* [WHAT IS REQUIRED]
From first line to last, the records below are to be duplicated exactly.

○ ○ ○ ○

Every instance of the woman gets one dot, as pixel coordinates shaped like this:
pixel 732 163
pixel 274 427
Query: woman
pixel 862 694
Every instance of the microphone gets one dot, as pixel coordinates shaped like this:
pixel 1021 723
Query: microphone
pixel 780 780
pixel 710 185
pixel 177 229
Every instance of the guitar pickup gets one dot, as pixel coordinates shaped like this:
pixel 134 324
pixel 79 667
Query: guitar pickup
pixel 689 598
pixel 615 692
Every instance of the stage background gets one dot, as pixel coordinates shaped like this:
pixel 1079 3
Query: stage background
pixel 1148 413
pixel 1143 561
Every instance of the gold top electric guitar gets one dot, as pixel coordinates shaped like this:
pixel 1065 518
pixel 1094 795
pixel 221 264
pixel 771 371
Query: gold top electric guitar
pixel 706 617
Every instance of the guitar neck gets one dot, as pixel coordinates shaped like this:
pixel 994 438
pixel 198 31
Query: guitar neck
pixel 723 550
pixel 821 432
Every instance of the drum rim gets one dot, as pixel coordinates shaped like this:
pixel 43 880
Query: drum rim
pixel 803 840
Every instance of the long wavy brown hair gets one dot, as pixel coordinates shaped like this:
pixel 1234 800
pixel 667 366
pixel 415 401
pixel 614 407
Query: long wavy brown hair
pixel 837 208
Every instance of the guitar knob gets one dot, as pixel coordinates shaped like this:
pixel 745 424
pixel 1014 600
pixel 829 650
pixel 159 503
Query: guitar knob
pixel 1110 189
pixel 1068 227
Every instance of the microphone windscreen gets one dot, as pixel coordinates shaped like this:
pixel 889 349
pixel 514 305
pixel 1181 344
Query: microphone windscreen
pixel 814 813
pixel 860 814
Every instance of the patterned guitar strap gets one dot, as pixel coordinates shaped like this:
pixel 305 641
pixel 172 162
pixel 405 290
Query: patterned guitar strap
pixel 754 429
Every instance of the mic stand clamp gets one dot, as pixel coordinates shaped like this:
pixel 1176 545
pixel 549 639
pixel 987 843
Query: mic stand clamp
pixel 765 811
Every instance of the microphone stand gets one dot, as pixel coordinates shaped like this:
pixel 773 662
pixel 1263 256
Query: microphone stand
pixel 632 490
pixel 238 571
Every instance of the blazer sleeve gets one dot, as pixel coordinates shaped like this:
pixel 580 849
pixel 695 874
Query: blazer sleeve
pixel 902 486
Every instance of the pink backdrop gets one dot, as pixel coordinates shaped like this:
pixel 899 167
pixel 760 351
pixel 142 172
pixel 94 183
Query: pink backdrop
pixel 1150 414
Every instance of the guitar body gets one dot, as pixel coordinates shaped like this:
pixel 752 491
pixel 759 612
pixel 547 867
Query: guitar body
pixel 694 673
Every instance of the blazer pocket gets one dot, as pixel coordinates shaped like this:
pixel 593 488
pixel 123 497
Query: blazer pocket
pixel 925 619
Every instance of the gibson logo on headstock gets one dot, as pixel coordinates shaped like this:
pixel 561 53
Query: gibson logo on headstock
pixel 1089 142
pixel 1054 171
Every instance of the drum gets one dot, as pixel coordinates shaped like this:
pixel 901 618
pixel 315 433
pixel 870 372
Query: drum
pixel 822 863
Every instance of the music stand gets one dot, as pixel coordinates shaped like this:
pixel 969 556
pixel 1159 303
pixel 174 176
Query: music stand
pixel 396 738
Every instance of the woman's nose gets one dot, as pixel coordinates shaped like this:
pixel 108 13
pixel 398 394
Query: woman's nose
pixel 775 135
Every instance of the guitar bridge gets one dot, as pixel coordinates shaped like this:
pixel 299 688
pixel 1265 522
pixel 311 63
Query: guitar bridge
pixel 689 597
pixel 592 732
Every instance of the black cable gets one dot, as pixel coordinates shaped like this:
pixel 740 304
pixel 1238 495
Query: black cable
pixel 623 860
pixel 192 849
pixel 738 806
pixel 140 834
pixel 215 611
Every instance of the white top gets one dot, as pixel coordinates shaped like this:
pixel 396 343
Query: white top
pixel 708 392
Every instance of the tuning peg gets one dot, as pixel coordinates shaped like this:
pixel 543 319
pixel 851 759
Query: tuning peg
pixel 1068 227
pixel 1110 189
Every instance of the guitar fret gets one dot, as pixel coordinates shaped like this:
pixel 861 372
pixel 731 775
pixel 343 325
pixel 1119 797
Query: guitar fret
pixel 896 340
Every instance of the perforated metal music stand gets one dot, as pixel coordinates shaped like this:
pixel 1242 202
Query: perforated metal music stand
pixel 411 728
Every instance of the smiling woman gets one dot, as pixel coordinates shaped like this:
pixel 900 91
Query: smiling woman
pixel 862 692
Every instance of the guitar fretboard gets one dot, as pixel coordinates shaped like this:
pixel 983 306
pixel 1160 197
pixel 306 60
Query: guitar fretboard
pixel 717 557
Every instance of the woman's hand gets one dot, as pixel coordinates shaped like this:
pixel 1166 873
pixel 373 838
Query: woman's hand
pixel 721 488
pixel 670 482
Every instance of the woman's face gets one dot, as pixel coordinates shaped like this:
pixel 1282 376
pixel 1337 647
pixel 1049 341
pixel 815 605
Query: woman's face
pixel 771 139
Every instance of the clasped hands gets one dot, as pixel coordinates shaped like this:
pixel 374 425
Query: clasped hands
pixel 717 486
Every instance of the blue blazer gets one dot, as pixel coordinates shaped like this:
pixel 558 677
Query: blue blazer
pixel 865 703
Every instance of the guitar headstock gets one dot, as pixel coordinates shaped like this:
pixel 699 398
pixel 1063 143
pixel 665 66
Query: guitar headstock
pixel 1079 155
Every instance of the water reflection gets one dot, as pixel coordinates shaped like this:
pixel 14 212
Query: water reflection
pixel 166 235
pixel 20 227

○ ○ ○ ○

* [THE ANSWER]
Every instance of the woman gets one dot, as pixel coordinates shaped like this:
pixel 732 163
pixel 274 427
Query: woman
pixel 862 694
Every instance of the microphone gets one dot, as pixel coordinates shaped like this:
pixel 1021 723
Query: microphone
pixel 780 780
pixel 710 185
pixel 177 229
Every instance of the guitar pickup gets one dot, as pixel coordinates shaped like this:
pixel 134 324
pixel 79 667
Query: guitar pickup
pixel 689 598
pixel 615 692
Every instance of the stage background gets one dot, as pixel coordinates shaped like this:
pixel 1079 3
Query: stage background
pixel 1148 413
pixel 1143 561
Every instance of the gold top electric guitar gets one dot, as pixel coordinates shaped like this:
pixel 1065 518
pixel 1094 795
pixel 221 264
pixel 771 371
Query: gold top electric guitar
pixel 706 617
Every instance of the guitar neck gets one dot, as pixel coordinates shaped like this:
pixel 994 438
pixel 198 31
Query: guitar neck
pixel 723 550
pixel 821 432
Every instance of the drum rim gets one dot, as pixel coordinates shaped like this:
pixel 43 880
Query: drum rim
pixel 803 840
Every instance of the long wavy brown hair gets one dot, as pixel coordinates shaped like this:
pixel 1234 800
pixel 667 366
pixel 415 401
pixel 614 407
Query: long wavy brown hair
pixel 837 208
Every instance of the guitar knob gets one dot, as pixel coordinates shaped like this:
pixel 745 424
pixel 1014 600
pixel 829 650
pixel 159 503
Query: guitar knob
pixel 1110 189
pixel 1068 227
Every instance of the microphone windscreen gets one dot, as pixel coordinates shaped like this:
pixel 889 349
pixel 514 305
pixel 1181 344
Query: microphone windscreen
pixel 814 813
pixel 860 814
Every instance of the patterned guitar strap gets one dot, as pixel coordinates shaped like this:
pixel 305 641
pixel 172 162
pixel 405 290
Query: patterned guitar strap
pixel 754 429
Every instance of the mic stand clamp gets one dot, as pixel coordinates shaped like this:
pixel 1176 545
pixel 549 639
pixel 987 843
Query: mic stand clamp
pixel 765 811
Every instance of the microphone stand gets one dot, as pixel coordinates shaped like this:
pixel 773 662
pixel 1263 256
Query: microphone stand
pixel 632 490
pixel 238 571
Every instance of the blazer sleeve gets one dot, as pixel coordinates shaped like this:
pixel 580 849
pixel 695 874
Query: blazer sleeve
pixel 902 486
Every instance of the pink backdrop gets one dot, as pixel coordinates shaped like this:
pixel 899 167
pixel 760 351
pixel 142 172
pixel 94 183
Query: pink backdrop
pixel 1150 414
Every instance of the guitar body gets one dot, as pixel coordinates shaped like this:
pixel 752 491
pixel 759 612
pixel 547 867
Query: guitar body
pixel 694 673
Every instance of the blazer pocket gets one dot, as pixel coordinates shaped like this:
pixel 593 488
pixel 123 497
Query: blazer pocket
pixel 925 619
Every instance of the gibson logo on headstock gets one dot, as pixel coordinates shaped like this:
pixel 561 53
Query: gibson logo on headstock
pixel 1089 142
pixel 1054 171
Every instance of the drum gets one dot, as pixel coordinates shaped like this:
pixel 901 618
pixel 315 433
pixel 870 372
Query: drum
pixel 822 863
Every instance of the music stand gets one dot, as pixel coordinates shaped like this:
pixel 969 556
pixel 1159 303
pixel 174 176
Query: music stand
pixel 396 738
Every instance of the woman's nose gets one dot, as pixel coordinates shaped like this:
pixel 108 13
pixel 398 394
Query: woman's nose
pixel 775 135
Every instance of the guitar bridge gets one dot, as pixel coordinates shaped like this:
pixel 299 688
pixel 1265 522
pixel 311 63
Query: guitar bridge
pixel 689 597
pixel 592 732
Every instance of the black cable gets one dot, as pixel coordinates shaped like this:
pixel 740 304
pixel 1238 495
Query: black cable
pixel 623 860
pixel 192 849
pixel 738 806
pixel 140 834
pixel 215 611
Every instance of the white top gets one dot, as pixel coordinates shaped like this:
pixel 396 343
Query: white top
pixel 708 392
Every instance of the tuning peg gets one dot, as pixel coordinates shaped like this:
pixel 543 319
pixel 851 759
Query: tuning peg
pixel 1068 227
pixel 1110 189
Every instance of the guitar fret gets one dot, as pixel coordinates shaped like this:
pixel 861 372
pixel 731 775
pixel 343 325
pixel 1119 797
Query: guitar fret
pixel 896 340
Every instance of the perforated metal music stand gets one dot, as pixel coordinates shaped like this:
pixel 1242 202
Query: perforated metal music stand
pixel 411 728
Every instance of the smiling woman gets one dot, as pixel coordinates shaped like this:
pixel 900 91
Query: smiling woman
pixel 862 692
Every instance of the guitar fretboard gets one dot, as pixel coordinates shaped like this:
pixel 983 306
pixel 1160 197
pixel 306 60
Query: guitar fretboard
pixel 717 557
Every instance of the woman's hand gets one dot, as pixel coordinates shaped like this:
pixel 1166 873
pixel 373 838
Query: woman's hand
pixel 721 488
pixel 670 482
Every instance of the woman's face gets one dot, as pixel coordinates shaped like this:
pixel 1282 376
pixel 1337 647
pixel 1049 341
pixel 815 605
Query: woman's face
pixel 771 139
Every instance of the clasped hands gets one dot, as pixel coordinates shaped like this:
pixel 374 425
Query: clasped hands
pixel 717 486
Every instance of the blue blazer gets one dot, as pixel coordinates shaped like this:
pixel 558 677
Query: blue blazer
pixel 865 703
Every instance of the guitar headstock gets one dot, as pixel coordinates shaped like this:
pixel 699 398
pixel 1063 143
pixel 665 66
Query: guitar headstock
pixel 1079 155
Every instance of the water reflection gets one dot, as pixel coordinates shaped like this:
pixel 14 212
Query: water reflection
pixel 166 235
pixel 20 227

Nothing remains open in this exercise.